Kemungkinan Motif dari Segi Psikologi

Ditanya mengenai kemungkinan motif, Margaretha mengungkap dua hal, yakni kerentanan perkembangan psikologis sebagai remaja sehingga terjadi pengambilan keputusan yang salah dan impulsif, serta adanya kemungkinan tersangka memiliki ciri kepribadian antisosial.

“Mengapa? Karena ciri kepribadian antisosial adalah orang-orang yang mau menyakiti orang lain, tapi kurang rasa bersalahnya demi mencapai tujuan awal,” ucap Margaretha.

Kepribadian itu muncul, sebagai ekspresi genetik, tapi dapat dimanifestasi jika didukung oleh lingkungan. Menurut Margaretha, lingkungan tempat berkembang yang norma benar atau salahnya masih ‘bengkok’, menjadi salah satu tanda munculnya kepribadian tersebut.

“Selain itu, mereka cenderung kurang matang dalam memahami emosi, dan kurang adanya monitoring sehingga pemberian konsekuensi atas perilakunya juga tidak maksimal,” papar alumnus Master of Research (Developmental Psychopathology) Universiteit Utrect, Belanda, tersebut.

### CATATAN DATA
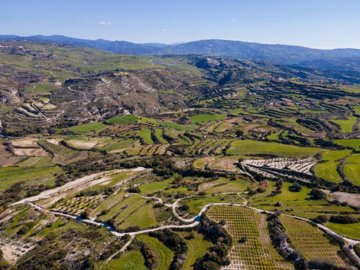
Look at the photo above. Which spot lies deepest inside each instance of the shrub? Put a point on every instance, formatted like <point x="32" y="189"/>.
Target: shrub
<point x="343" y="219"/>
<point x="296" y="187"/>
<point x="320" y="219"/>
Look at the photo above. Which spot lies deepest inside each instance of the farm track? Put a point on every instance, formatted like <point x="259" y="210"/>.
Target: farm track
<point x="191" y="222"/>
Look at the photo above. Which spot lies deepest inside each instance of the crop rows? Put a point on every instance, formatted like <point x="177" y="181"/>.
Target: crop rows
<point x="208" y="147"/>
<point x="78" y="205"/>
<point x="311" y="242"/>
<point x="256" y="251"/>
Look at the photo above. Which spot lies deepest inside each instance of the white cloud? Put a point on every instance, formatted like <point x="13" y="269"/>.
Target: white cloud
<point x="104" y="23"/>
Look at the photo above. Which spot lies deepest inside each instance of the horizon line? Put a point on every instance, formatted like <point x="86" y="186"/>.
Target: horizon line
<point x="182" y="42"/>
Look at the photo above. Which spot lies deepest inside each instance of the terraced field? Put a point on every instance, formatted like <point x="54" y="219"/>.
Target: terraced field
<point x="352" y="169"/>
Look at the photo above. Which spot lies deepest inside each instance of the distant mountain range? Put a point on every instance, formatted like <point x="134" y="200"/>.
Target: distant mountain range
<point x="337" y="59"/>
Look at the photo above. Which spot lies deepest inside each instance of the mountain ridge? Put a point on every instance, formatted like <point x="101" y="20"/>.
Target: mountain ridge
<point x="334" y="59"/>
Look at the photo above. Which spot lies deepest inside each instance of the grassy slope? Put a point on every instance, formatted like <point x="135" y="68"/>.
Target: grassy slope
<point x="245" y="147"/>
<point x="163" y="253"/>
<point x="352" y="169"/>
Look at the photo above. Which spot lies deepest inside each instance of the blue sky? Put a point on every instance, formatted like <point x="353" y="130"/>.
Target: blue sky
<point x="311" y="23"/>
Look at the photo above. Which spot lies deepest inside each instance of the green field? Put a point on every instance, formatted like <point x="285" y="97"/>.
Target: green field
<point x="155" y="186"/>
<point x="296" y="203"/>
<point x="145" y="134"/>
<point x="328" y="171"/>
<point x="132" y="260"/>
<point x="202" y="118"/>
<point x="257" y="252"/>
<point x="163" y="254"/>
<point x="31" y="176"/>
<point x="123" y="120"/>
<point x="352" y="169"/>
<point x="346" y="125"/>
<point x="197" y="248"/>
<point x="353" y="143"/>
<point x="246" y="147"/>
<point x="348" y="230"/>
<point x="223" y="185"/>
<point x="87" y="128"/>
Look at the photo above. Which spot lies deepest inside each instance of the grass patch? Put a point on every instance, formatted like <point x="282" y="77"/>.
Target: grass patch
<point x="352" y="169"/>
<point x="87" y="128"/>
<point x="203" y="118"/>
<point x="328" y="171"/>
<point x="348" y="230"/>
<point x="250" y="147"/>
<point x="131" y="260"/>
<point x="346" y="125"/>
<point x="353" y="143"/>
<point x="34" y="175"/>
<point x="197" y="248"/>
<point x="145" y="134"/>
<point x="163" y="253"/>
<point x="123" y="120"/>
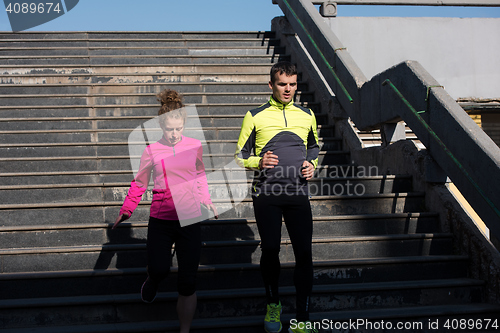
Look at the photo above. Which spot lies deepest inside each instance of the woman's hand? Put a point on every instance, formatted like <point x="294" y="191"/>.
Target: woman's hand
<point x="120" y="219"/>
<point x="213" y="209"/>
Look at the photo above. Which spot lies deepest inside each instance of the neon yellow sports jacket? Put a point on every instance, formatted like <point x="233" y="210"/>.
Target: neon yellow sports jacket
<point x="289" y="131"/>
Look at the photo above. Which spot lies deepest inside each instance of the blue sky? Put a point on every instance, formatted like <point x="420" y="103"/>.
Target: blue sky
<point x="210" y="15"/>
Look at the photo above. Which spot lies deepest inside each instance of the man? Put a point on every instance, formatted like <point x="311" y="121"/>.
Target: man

### TANTANGAN 1
Ulangi bagian teks tentang kemungkinan motif, mulai dari "Kepribadian itu muncul, sebagai" dan berakhir pada "Utrect, Belanda, tersebut.".
### TANTANGAN 2
Tolong teruskan teks tentang kemungkinan motif, dimulai setelah kalimat terakhirnya.

### KELUARAN 1
Kepribadian itu muncul, sebagai ekspresi genetik, tapi dapat dimanifestasi jika didukung oleh lingkungan. Menurut Margaretha, lingkungan tempat berkembang yang norma benar atau salahnya masih ‘bengkok’, menjadi salah satu tanda munculnya kepribadian tersebut.

“Selain itu, mereka cenderung kurang matang dalam memahami emosi, dan kurang adanya monitoring sehingga pemberian konsekuensi atas perilakunya juga tidak maksimal,” papar alumnus Master of Research (Developmental Psychopathology) Universiteit Utrect, Belanda, tersebut.

### KELUARAN 2
Urgensi Korektif dan Rehabilitatif

Dari segi usia dan pelanggaran yang dilakukan, Margaretha merasa bahwa kedua tersangka perlu diberi pidana sesuai hukum yang berlaku. Sehingga, kejahatan yang telah dilakukan dapat menjadi upaya korektif bagi keduanya. Namun, ia juga menekankan bahwa rehabilitasi turut menjadi poin penting yang perlu diterapkan.

“Tujuan rehabilitasi adalah agar kedua remaja tersebut memahami moralitas dan kapasitas hidup sebagai manusia bermoral. Jika mereka benar memiliki ciri kepribadian antisosial, maka harus ada pendampingan ekstra karena jika tidak, keduanya dapat berpotensi untuk melakukan kejahatan serupa atau kejahatan lainnya,” ungkap Margaretha.

Tidak hanya rehabilitasi secara moral, Margaretha juga mengungkap pentingnya rehabilitasi agar remaja mengetahui cara penyelesaian masalah yang benar.

“Remaja dengan kerentanan pengembangan psikologis biasanya melakukan kejahatan ketika stres sehingga kita harus bantu mereka punya kemampuan penyelesaian yang lebih baik dan adaptif,” ujar alumnus Postgraduate Diploma in Psychology (Neuropsychology) The University of Newcastle, Australia, itu.

Batasi Ruang Pasar Gelap

Dari kajian psikologi forensik mengenai memahami perilaku kejahatan, Margaretha berpendapat bahwa kedua tersangka hanya merupakan titik di puncak gunung es.

“Menurut saya, tidak cukup kita hanya fokus kepada dua remaja yang sudah melakukan kesalahan ini. Justru kita harus segera bergerak menghentikan dan membatasi ruang pasar gelap organ manusia yang sudah ada atau sedang dikembangkan di Indonesia. Jangan sampai kita menjadi penyumbang terbesar tanpa kita ketahui dan kita dapat kontrol sama sekali,” pungkasnya. (Yul)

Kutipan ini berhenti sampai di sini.